> **Entries supplied**
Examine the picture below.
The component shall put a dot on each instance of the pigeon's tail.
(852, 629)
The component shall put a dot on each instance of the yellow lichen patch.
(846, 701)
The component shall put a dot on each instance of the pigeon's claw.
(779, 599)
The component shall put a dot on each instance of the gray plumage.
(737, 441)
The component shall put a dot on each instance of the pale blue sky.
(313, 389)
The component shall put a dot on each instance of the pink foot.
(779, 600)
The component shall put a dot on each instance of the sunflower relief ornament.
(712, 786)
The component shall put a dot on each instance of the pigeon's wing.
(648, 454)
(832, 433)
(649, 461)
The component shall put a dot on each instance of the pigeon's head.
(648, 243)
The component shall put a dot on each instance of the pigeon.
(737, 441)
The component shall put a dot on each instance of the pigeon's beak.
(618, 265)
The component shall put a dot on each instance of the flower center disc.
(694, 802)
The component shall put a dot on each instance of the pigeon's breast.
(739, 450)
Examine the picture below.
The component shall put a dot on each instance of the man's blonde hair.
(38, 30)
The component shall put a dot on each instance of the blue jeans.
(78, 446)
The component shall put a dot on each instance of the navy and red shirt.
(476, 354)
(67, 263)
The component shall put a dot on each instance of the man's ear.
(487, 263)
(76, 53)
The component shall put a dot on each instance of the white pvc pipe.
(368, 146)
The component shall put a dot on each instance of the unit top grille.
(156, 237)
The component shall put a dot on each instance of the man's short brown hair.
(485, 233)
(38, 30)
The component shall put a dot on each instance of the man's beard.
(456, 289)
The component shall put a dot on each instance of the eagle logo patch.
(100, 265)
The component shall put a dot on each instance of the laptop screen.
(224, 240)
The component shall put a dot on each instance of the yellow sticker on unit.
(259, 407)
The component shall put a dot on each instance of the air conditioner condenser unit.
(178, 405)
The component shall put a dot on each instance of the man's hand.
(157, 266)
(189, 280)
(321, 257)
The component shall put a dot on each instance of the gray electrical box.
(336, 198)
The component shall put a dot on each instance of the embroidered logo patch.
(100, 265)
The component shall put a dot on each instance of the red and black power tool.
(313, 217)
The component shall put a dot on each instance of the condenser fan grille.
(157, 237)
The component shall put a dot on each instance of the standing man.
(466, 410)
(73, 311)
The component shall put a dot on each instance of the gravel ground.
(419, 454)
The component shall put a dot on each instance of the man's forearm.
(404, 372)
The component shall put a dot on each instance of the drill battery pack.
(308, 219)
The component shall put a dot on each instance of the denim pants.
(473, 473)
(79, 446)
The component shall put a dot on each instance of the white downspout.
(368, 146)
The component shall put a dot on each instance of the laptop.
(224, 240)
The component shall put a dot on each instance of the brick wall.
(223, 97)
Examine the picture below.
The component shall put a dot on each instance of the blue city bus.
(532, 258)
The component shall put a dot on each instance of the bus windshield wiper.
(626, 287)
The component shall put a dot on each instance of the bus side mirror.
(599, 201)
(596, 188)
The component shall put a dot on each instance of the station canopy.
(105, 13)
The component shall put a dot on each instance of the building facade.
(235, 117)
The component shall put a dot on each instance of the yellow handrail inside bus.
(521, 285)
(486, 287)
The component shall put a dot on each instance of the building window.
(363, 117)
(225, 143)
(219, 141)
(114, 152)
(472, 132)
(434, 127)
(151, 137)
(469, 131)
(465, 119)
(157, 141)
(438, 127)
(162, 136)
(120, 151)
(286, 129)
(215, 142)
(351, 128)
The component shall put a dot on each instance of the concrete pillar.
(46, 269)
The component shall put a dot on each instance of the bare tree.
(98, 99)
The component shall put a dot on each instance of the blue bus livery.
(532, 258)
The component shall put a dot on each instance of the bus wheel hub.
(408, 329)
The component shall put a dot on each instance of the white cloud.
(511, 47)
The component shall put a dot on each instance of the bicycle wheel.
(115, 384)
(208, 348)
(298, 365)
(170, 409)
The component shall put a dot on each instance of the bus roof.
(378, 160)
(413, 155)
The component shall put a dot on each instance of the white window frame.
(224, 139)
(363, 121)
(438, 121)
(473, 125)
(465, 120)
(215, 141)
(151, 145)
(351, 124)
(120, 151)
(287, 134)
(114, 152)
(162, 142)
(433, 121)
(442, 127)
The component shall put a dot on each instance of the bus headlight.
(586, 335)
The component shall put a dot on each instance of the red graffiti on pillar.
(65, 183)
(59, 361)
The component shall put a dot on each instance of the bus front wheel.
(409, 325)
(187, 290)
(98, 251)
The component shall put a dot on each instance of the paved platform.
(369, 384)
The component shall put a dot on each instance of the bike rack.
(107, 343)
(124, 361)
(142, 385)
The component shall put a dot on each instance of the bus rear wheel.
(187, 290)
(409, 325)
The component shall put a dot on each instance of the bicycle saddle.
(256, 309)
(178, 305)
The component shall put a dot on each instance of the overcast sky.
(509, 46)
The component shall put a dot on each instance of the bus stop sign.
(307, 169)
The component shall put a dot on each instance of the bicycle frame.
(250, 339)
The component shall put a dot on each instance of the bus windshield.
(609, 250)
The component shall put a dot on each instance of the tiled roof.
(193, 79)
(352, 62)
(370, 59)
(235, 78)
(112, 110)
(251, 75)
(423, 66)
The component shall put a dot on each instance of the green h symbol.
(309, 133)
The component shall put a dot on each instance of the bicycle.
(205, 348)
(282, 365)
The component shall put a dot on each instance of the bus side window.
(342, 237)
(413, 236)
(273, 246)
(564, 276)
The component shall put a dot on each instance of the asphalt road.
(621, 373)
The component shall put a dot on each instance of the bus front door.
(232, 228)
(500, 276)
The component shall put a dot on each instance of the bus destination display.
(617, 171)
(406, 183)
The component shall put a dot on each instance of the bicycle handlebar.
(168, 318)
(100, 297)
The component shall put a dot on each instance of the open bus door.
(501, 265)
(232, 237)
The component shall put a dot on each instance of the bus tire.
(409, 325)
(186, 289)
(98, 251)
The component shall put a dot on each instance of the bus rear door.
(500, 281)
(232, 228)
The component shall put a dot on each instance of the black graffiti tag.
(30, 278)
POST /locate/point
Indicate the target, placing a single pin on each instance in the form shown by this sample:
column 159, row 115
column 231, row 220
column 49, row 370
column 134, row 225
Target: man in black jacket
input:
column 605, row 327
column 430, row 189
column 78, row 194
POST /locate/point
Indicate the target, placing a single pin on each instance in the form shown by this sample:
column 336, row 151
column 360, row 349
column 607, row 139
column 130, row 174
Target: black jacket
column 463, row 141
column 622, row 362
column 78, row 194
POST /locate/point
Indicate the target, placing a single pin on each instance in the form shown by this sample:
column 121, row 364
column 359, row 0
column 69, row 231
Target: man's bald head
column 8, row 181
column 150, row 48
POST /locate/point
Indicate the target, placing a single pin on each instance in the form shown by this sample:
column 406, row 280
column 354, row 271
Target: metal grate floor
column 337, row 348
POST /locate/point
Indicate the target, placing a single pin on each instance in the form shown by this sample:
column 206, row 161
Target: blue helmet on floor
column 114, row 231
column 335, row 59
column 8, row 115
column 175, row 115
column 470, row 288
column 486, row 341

> **Set exercise**
Identify every line in the listing above that contains the string "white", and copy each one. Matching is case-sensitive.

> **Result for this task**
The component shall put a dot on each instance of the white pvc pipe.
The component shall put a dot on each instance of the white downspout.
The component shall put a dot on each instance of the white cloud.
The component shall put a dot on each instance of the white window frame.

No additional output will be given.